# Why is my kitten so scared of my boyfriend?



## KiwinRudy (Dec 12, 2009)

I adopted my kitten, Rudy, about a month ago. He's currently about 4 months old. When I first got him he was extremely loving to both me and my boyfriend, but cautiously so. Now, he absolutely adores me (and my other cat) but refuses to even be in the same room as my boyfriend. My boyfriend and I live together so this is becoming a big problem. And, it was my boyfriend who wanted another cat!

The only thing that I can think is that maybe Rudy was abused earlier in life by a male. This is entirely possible given the history I know about him. At about 2 months old he was found in a bag in a canal. All his brothers and sisters died from it.

Does anyone have any idea how I can get Rudy to overcome his fear of my boyfriend and restore harmony in this household?

I appreciate it!


----------



## Heidi n Q (Nov 22, 2006)

Welcome to CatForum and I hope we can help Rudy. IMO, you need to let the boyfriend be The Bringer of Good Things. He needs to feed the cats. He needs to offer treats to the cats. He needs to initiate play sessions with the cats, using things like Cat Charmer ~ a fleece ribbon on a wand and Da Bird ~ a clump of feathers at the end of a string/wand and a hand-held laser light he can run all over the house for the kitties to chase.

» Items from a labeling collection

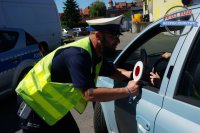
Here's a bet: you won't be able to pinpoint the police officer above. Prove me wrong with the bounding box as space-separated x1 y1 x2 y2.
16 15 138 133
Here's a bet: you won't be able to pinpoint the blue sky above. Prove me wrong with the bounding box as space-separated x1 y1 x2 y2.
54 0 133 12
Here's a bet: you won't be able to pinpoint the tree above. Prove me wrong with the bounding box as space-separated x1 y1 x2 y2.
61 0 81 28
90 1 106 18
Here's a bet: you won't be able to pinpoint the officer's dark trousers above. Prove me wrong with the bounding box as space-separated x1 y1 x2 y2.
19 112 80 133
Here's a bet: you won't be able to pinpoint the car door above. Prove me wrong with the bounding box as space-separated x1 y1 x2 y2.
99 16 191 133
155 14 200 133
0 29 19 94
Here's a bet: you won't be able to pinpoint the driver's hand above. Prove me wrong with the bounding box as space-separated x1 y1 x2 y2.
161 52 172 59
127 80 139 96
150 72 161 87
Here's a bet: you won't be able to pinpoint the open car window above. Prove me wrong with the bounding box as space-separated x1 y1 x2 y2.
115 24 184 92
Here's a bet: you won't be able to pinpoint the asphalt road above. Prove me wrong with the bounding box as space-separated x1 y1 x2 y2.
0 32 136 133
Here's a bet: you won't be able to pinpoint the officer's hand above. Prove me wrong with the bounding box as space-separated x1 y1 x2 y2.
127 80 139 96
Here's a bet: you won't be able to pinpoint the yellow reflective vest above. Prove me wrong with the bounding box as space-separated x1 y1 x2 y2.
16 37 102 125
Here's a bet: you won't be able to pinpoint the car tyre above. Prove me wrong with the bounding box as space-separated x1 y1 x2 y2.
93 102 108 133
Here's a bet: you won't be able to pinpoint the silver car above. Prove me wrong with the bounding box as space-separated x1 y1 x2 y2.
94 5 200 133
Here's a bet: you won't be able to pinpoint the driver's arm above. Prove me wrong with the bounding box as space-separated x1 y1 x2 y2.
110 68 132 81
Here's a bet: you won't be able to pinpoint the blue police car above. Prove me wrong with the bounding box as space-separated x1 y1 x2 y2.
0 28 44 97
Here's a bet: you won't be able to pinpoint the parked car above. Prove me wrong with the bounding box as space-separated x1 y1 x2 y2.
61 28 75 43
0 28 44 98
0 0 61 52
94 5 200 133
73 27 88 36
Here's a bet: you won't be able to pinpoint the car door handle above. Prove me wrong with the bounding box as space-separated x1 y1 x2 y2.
11 57 20 64
136 115 150 131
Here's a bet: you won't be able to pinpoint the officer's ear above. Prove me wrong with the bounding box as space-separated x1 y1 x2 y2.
95 31 104 43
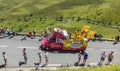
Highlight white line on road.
[100,49,118,51]
[0,45,8,48]
[86,48,93,51]
[18,46,39,49]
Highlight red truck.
[41,31,86,51]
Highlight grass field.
[0,20,120,39]
[32,65,120,71]
[0,0,120,38]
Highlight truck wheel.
[45,46,50,50]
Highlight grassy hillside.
[0,0,120,25]
[0,0,120,38]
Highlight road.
[0,36,120,67]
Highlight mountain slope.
[0,0,120,25]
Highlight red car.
[41,32,86,51]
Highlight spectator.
[108,52,114,65]
[33,28,36,38]
[45,51,48,64]
[2,52,7,66]
[83,52,88,65]
[23,48,27,64]
[78,51,82,64]
[113,36,120,44]
[98,52,106,65]
[38,48,42,64]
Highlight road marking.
[18,46,39,49]
[86,48,93,51]
[100,49,118,51]
[89,63,98,66]
[33,64,62,67]
[0,45,8,48]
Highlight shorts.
[101,57,105,60]
[108,58,112,62]
[24,56,27,60]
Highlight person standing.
[38,48,42,64]
[23,48,27,64]
[83,52,88,65]
[45,51,48,64]
[33,28,36,38]
[2,52,7,66]
[77,51,82,64]
[99,52,106,65]
[108,52,114,64]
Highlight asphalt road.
[0,36,120,67]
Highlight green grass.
[0,0,120,26]
[32,65,120,71]
[0,0,120,38]
[0,20,120,39]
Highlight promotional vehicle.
[41,28,95,51]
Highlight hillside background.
[0,0,120,38]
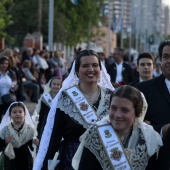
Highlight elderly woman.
[73,85,162,170]
[34,50,114,170]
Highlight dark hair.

» WRITTEN TASKS
[1] In the thread about the kitten who fears the boyfriend, where was Rudy found when he was about 2 months old?
[2] Write out the kitten thread again, beginning at the words "I adopted my" and stopping after "(Nov 22, 2006)", and change "Rudy" to "Milo" throughout.
[3] Continue the forum thread about the kitten who is afraid of the boyfriend from the point where it stops.

» RESULTS FOR EACH TASK
[1] He was found in a bag in a canal.

[2]
I adopted my kitten, Milo, about a month ago. He's currently about 4 months old. When I first got him he was extremely loving to both me and my boyfriend, but cautiously so. Now, he absolutely adores me (and my other cat) but refuses to even be in the same room as my boyfriend. My boyfriend and I live together so this is becoming a big problem. And, it was my boyfriend who wanted another cat!

The only thing that I can think is that maybe Milo was abused earlier in life by a male. This is entirely possible given the history I know about him. At about 2 months old he was found in a bag in a canal. All his brothers and sisters died from it.

Does anyone have any idea how I can get Milo to overcome his fear of my boyfriend and restore harmony in this household?

I appreciate it!


----------



## Heidi n Q (Nov 22, 2006)

[3]
Something else I think could be helpful to consider, is odor. It is possible that your boyfriend smells like something the kitty associates with being 'bad' or 'dangerous'. Now, your bf cannot help his personal odor, but maybe he could change scents from whatever cologne, deodorant, shampoo or soap he is using to a different one. Also, you could try using Feliway plug ins, they work like air-fresheners but they put cat-calming pheromones in the air that trigger a response in the cat's brain to be mellow and think things are okay, calming nervous kitties. Another product that gives good results is Rescue Remedy, as it works similarly in relaxing the kitty, _but I think it is a liquid you add to their water?_ 

Anyhow, good luck and hopefully other members will join in and add more advice.
heidi =^..^=


----------



## imissmycats (Dec 10, 2009)

What Heidi says is true. Help your cat associate positive things with your boyfriend. Feeding, treats, petting.

This is completely out of the air- and I'm interested to hear what others might think- what about getting the guy's scent on a blanket or something that you would put in your cat's favorite sleeping spots? I've never tried it, but it seems like it might help.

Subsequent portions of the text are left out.